● **ORDEN DE TRABAJO**
Según el texto sobre el huracán Matthew, ¿qué porcentaje de los cultivos quedó arrasado?

● **FRAGMENTO EXTRAÍDO**
No sé si somos conscientes de la magnitud de la tragedia tras el paso del huracán Matthew. Haití vuelve a sangrar por heridas que parecen endémicas. Y, tras ver las fotografías y los reportajes del desastre me acordé del terremoto sufrido hace pocos años. Entonces pude visitar las zonas devastadas y, de la mano de Pastoral Social Cáritas, seguir de cerca la construcción de 160 casas, que inauguré en nombre de los católicos ecuatorianos. Fue una experiencia única, dolorosa pero reconfortante.
En esta ocasión, el huracán arrasó todo lo que encontró a su paso dejando centenares de muertos, miles de heridos, infinitos desplazados y zonas incomunicadas sin agua ni electricidad. Dramático resulta lo que se ve y lo que no se ve en los medios: el 80% de los cultivos arrasados, la pérdida de cosechas e infraestructura productiva con la consiguiente emergencia alimentaria. Y, también, la amenaza del cólera, agravada por la escasez de agua y de medicinas.

● **ENTRADAS MOSTRADAS**
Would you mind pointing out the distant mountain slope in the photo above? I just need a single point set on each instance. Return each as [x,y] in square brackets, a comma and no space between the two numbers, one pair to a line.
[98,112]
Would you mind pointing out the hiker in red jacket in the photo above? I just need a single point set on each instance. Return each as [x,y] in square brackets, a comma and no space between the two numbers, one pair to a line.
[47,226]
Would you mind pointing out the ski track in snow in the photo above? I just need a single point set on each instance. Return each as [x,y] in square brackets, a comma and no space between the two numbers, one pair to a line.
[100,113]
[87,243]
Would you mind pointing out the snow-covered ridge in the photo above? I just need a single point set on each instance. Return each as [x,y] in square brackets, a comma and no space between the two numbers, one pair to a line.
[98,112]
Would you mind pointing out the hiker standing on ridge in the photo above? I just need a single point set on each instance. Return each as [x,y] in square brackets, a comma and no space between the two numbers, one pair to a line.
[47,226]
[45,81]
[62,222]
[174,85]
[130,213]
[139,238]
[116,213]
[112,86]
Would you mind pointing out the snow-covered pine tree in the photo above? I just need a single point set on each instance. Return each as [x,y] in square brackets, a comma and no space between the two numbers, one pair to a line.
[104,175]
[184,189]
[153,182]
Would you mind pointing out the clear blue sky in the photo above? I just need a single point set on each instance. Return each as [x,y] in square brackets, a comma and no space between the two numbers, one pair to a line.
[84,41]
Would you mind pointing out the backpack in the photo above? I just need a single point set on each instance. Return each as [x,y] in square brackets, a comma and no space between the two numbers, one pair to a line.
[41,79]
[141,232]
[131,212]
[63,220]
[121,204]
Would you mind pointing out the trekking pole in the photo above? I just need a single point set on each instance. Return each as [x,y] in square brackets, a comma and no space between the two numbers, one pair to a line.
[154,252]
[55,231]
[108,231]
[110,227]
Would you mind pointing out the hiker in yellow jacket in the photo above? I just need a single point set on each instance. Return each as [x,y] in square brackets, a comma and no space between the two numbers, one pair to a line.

● **RESPUESTA**
El 80% de los cultivos.